##### DATASET CONTENT

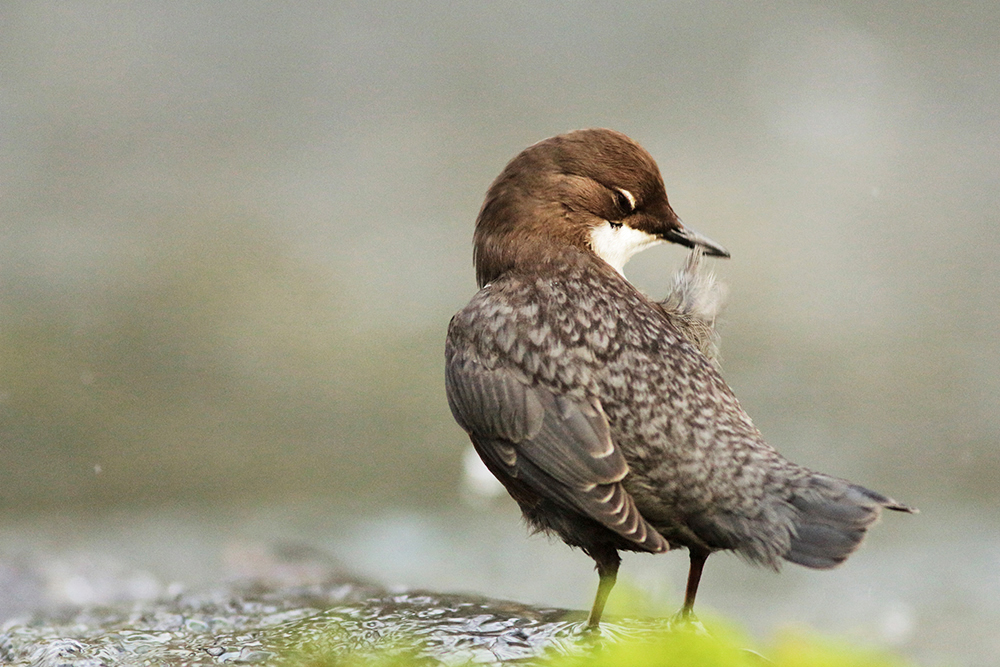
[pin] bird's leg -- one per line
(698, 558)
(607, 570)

##########
##### DATASET CONTENT

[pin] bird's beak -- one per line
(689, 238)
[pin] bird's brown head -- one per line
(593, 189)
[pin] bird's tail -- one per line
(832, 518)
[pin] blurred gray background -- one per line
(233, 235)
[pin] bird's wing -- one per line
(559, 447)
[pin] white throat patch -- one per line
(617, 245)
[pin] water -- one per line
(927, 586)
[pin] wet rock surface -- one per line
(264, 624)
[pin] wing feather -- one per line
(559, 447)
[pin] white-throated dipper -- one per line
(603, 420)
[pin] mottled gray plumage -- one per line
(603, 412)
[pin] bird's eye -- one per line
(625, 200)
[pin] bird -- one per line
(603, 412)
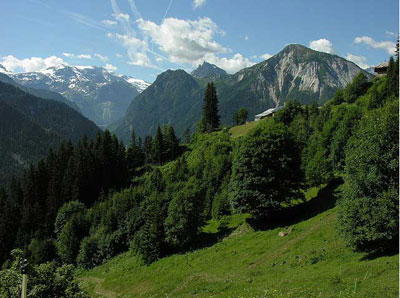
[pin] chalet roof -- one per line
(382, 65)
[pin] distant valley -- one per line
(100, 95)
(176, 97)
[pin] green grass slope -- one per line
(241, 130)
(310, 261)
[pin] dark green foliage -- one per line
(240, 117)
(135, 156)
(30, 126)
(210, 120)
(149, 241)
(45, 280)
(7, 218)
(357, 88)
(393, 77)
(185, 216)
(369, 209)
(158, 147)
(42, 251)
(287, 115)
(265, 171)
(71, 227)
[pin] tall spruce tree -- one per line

##########
##### DATASET CONTENT

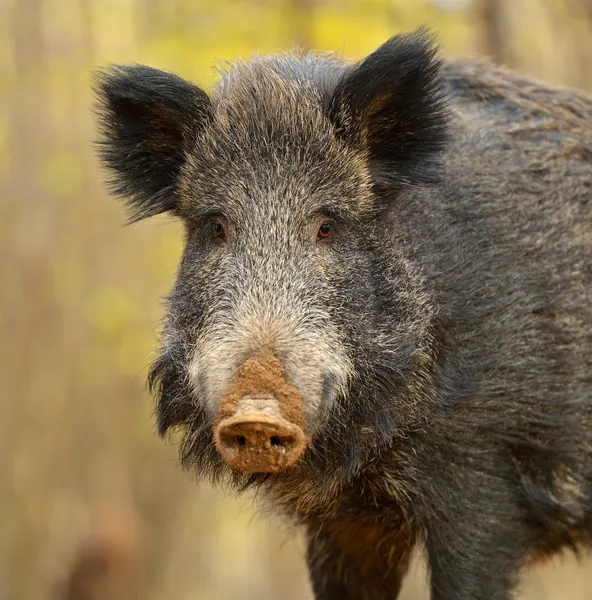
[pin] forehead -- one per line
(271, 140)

##########

> YOUR TASK: Show each line of the material above that contains the word "green".

> RIGHT ANSWER:
[pin] green grass slope -- one per line
[pin] dark green foliage -- one per line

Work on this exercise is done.